WHAT TO PRODUCE: Revise the listing so that every "white cloud" reads "gray cloud", leaving everything else as it is. Omit the pictures from your version.

MATERIAL TO PROCESS:

+--

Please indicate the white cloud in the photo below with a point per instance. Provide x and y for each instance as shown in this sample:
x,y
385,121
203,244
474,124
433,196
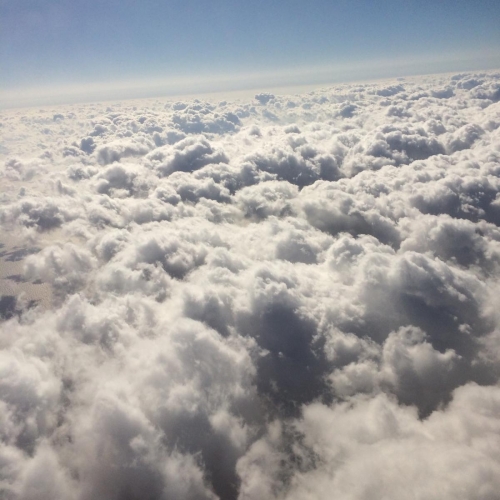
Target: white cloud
x,y
285,297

+--

EXERCISE OUTPUT:
Please indicate the gray cloud in the photo below with a point per instance. Provide x and y for each instance as shown in this sample:
x,y
385,121
203,244
474,124
433,196
Target: gray cloud
x,y
285,297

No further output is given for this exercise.